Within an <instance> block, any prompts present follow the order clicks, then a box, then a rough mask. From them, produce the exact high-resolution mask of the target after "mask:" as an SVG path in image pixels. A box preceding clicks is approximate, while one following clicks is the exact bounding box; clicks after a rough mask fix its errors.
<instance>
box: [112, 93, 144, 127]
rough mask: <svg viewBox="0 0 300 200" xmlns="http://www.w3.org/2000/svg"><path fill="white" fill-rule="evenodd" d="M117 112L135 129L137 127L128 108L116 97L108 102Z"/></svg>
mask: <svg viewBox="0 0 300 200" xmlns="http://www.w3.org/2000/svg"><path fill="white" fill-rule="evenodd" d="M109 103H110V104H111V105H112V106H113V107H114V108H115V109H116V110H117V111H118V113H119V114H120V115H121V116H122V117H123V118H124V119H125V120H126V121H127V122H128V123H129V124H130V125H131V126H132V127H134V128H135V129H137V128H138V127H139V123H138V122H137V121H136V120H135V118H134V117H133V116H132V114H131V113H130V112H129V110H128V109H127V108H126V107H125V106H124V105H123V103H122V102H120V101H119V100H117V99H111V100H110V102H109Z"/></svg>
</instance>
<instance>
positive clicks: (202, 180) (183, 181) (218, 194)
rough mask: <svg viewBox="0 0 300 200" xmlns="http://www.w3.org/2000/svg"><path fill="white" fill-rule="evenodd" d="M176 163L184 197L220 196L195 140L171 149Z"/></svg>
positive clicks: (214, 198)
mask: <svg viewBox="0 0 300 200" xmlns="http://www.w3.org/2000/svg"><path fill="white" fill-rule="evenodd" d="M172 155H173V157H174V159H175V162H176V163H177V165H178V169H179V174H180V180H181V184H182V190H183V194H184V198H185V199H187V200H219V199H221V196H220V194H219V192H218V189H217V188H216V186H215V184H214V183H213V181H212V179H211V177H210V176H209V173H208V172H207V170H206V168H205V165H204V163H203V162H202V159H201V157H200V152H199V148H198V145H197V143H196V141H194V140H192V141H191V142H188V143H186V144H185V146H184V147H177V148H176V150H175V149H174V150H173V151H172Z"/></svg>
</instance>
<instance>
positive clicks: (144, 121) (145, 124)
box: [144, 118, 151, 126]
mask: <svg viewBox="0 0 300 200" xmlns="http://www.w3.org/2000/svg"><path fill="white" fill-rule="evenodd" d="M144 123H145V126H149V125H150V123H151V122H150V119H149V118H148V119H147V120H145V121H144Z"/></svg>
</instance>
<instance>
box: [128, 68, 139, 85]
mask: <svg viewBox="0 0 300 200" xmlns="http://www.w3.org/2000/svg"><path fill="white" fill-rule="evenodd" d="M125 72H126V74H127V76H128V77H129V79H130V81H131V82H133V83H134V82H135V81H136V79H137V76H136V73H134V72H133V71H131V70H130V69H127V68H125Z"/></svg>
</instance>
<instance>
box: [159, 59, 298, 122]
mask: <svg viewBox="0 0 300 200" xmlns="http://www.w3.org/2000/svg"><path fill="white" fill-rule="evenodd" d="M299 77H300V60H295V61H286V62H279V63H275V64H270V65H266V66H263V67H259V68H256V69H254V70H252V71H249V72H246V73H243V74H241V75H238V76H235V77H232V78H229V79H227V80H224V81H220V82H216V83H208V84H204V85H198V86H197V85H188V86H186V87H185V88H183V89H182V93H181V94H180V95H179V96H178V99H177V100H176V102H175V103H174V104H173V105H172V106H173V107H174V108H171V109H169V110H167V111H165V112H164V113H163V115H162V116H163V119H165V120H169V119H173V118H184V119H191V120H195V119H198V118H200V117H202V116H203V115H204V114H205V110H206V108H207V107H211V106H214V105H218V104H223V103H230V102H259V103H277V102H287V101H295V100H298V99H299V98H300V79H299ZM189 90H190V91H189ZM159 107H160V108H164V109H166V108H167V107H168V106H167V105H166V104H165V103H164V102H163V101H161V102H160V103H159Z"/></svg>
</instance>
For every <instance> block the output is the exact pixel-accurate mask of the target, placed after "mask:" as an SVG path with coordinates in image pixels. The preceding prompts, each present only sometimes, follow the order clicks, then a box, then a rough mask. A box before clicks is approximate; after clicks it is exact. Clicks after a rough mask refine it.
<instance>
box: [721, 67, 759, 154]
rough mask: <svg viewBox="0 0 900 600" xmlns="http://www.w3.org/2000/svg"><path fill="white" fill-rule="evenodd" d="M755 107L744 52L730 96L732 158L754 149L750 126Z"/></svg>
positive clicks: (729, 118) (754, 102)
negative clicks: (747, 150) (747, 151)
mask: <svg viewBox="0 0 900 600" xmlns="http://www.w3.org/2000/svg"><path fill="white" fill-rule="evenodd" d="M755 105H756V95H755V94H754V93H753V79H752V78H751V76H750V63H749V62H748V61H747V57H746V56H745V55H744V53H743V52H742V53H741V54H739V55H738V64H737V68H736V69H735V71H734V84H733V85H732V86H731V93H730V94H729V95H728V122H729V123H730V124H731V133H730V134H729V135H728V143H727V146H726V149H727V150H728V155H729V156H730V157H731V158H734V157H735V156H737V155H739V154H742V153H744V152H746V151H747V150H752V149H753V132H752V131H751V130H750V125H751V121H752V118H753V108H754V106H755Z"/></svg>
----
» **Action item**: Exactly as they appear above, the records are to be transcribed in full.

» **Result of the task**:
Within an <instance> block, any prompts present follow the order clicks, then a box, then a rough mask. From them, produce the exact high-resolution mask of the target after "mask:" as an SVG path in image pixels. A box preceding clicks is approximate, while one following clicks is the exact bounding box; clicks after a rough mask fix its errors.
<instance>
box: [112, 93, 144, 127]
rough mask: <svg viewBox="0 0 300 200" xmlns="http://www.w3.org/2000/svg"><path fill="white" fill-rule="evenodd" d="M117 112L135 129L137 127L128 108L116 97L108 102Z"/></svg>
mask: <svg viewBox="0 0 300 200" xmlns="http://www.w3.org/2000/svg"><path fill="white" fill-rule="evenodd" d="M109 103H110V104H111V105H112V106H113V107H114V108H115V109H116V110H117V111H118V113H119V114H120V115H121V116H122V117H123V118H124V119H125V120H126V121H127V122H128V123H129V124H130V125H131V126H132V127H134V128H135V129H137V128H138V127H139V123H138V122H137V121H136V120H135V118H134V117H133V116H132V114H131V113H130V112H129V110H128V109H127V108H126V107H125V106H124V105H123V103H122V102H120V101H119V100H117V99H111V100H110V102H109Z"/></svg>
</instance>
<instance>
positive clicks: (202, 180) (183, 181) (218, 194)
rough mask: <svg viewBox="0 0 300 200" xmlns="http://www.w3.org/2000/svg"><path fill="white" fill-rule="evenodd" d="M176 163L184 197L220 196L195 140L171 149Z"/></svg>
positive clicks: (214, 198)
mask: <svg viewBox="0 0 300 200" xmlns="http://www.w3.org/2000/svg"><path fill="white" fill-rule="evenodd" d="M172 155H173V157H174V159H175V162H176V163H177V165H178V169H179V174H180V180H181V184H182V190H183V194H184V198H185V199H187V200H219V199H221V196H220V194H219V192H218V189H217V188H216V186H215V184H214V183H213V181H212V179H211V177H210V176H209V173H208V172H207V170H206V168H205V165H204V163H203V162H202V159H201V157H200V152H199V148H198V145H197V143H196V141H194V140H192V141H191V142H188V143H186V144H185V146H184V147H177V148H176V150H175V149H174V150H173V151H172Z"/></svg>
</instance>
<instance>
positive clicks: (144, 121) (145, 124)
box: [144, 118, 151, 126]
mask: <svg viewBox="0 0 300 200" xmlns="http://www.w3.org/2000/svg"><path fill="white" fill-rule="evenodd" d="M144 123H145V126H149V125H150V123H151V122H150V119H149V118H148V119H147V120H145V121H144Z"/></svg>
</instance>
<instance>
box: [128, 68, 139, 85]
mask: <svg viewBox="0 0 300 200" xmlns="http://www.w3.org/2000/svg"><path fill="white" fill-rule="evenodd" d="M125 72H126V74H127V76H128V77H129V79H130V81H131V82H133V83H134V82H135V81H136V79H137V76H136V73H134V72H133V71H131V70H130V69H127V68H125Z"/></svg>
</instance>
<instance>
box: [159, 59, 298, 122]
mask: <svg viewBox="0 0 300 200" xmlns="http://www.w3.org/2000/svg"><path fill="white" fill-rule="evenodd" d="M299 77H300V60H295V61H286V62H279V63H275V64H270V65H266V66H263V67H259V68H256V69H254V70H252V71H249V72H246V73H243V74H241V75H238V76H235V77H232V78H229V79H227V80H224V81H220V82H216V83H208V84H204V85H198V86H197V85H188V86H186V87H185V88H183V89H182V93H181V94H180V95H179V96H178V99H177V100H176V102H175V103H174V104H173V105H172V106H173V107H174V108H171V109H169V110H167V111H165V112H164V113H163V115H162V116H163V119H165V120H169V119H173V118H184V119H191V120H195V119H198V118H200V117H202V116H203V115H204V114H205V110H206V108H207V107H211V106H214V105H218V104H223V103H230V102H259V103H277V102H287V101H295V100H298V99H299V98H300V79H299ZM189 90H190V91H189ZM159 107H160V108H164V109H166V108H167V107H168V106H167V105H166V104H165V103H164V102H163V101H161V102H160V103H159Z"/></svg>
</instance>
For every <instance> block the output is the exact pixel-accurate mask of the target, placed after "mask:" as an SVG path with coordinates in image pixels. The preceding prompts, each present only sometimes, follow the order clicks, then a box, then a rough mask. A box before clicks is approximate; after clicks it is exact. Clicks after a rough mask refine it.
<instance>
box: [721, 67, 759, 154]
rough mask: <svg viewBox="0 0 900 600" xmlns="http://www.w3.org/2000/svg"><path fill="white" fill-rule="evenodd" d="M755 107L744 52L730 96L732 158L754 149L750 126Z"/></svg>
positive clicks: (729, 118) (754, 102)
negative clicks: (747, 150) (747, 151)
mask: <svg viewBox="0 0 900 600" xmlns="http://www.w3.org/2000/svg"><path fill="white" fill-rule="evenodd" d="M755 105H756V95H755V94H754V93H753V79H752V78H751V76H750V63H749V62H748V61H747V57H746V56H745V55H744V53H743V52H742V53H741V54H739V55H738V64H737V68H736V69H735V71H734V84H733V85H732V86H731V93H730V94H729V95H728V122H729V123H730V124H731V133H730V134H729V135H728V143H727V146H726V149H727V150H728V155H729V156H730V157H731V158H734V157H735V156H737V155H739V154H742V153H744V152H746V151H747V150H752V149H753V132H752V131H751V130H750V125H751V121H752V118H753V108H754V106H755Z"/></svg>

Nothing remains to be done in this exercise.